WHAT TO WORK ON ▸
#1 In the metacognition thread, what does the reply say is meant by metacognition?
#2 List every specific thing the metacognition thread says an agent might do in the worst case if it reflects.
#3 From the metacognition thread, reproduce everything from "Off the top" down to "own planning process.".

PAGE EXTRACT ▸
=-=-=-=-=
Thanks for sharing! I was wondering what happened with that project & found this helpful (and would have found it even more helpful if I didn’t already know and talk with some of you).
I’d love to see y’all write more, if you feel like it. E.g. here’s a prompt:
You said:
Solving the full problem despite reflection / metacognition seems pretty out of reach for now. In the worst case, if an agent reflects, it can be taken over by subagents, refactor all of its concepts into a more efficient language, invent a new branch of moral philosophy that changes its priorities, or a dozen other things. There’s just way too much to worry about, and the ability to do these things is—at least in humans—possibly tightly connected to why we’re good at science.
Can you elaborate? I’d love to see a complete list of all the problems you know of (the dozen things!). I’d also love to see it annotated with commentary about the extent to which you expect these problems to arise in practice vs. probably only if we get unlucky. Another nice thing to include would be a definition of reflection/metacognition. Finally it would be great to say some words about why ability to do reflection/metacognition might be tightly connected to ability to do science.
I’m less concerned about the fact that there might be a dozen different problems (and therefore don’t have an explicit list), and more concerned about the fact that we don’t understand the mathematical structure behind metacognition (if there even is something to find), and therefore can’t yet characterize it or engineer it to be safe. We were trying to make a big list early on, but gradually shifted to resolving confusions and trying to make concrete models of the systems and how these problems arise.
Off the top of my head, by metacognition I mean something like: reasoning that chains through models of yourself, or applying your planning process to your own planning process.
On why reflection/metacognition might be connected to general science ability, I don’t like to speculate on capabilities, but just imagine that the scientists in the Apollo program were unable to examine and refine their research processes—I think they would likely fail.
=-=-=-=-=
MATERIAL SUPPLIED ▸
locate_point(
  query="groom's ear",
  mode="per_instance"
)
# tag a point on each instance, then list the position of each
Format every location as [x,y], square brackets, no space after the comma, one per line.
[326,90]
=-=-=-=-=
RESULTS OF THE EXERCISE ▸
#1 Reasoning that chains through models of yourself, or applying your planning process to your own planning process.

#2
- Be taken over by subagents
- Refactor all of its concepts into a more efficient language
- Invent a new branch of moral philosophy that changes its priorities

#3
Off the top of my head, by metacognition I mean something like: reasoning that chains through models of yourself, or applying your planning process to your own planning process.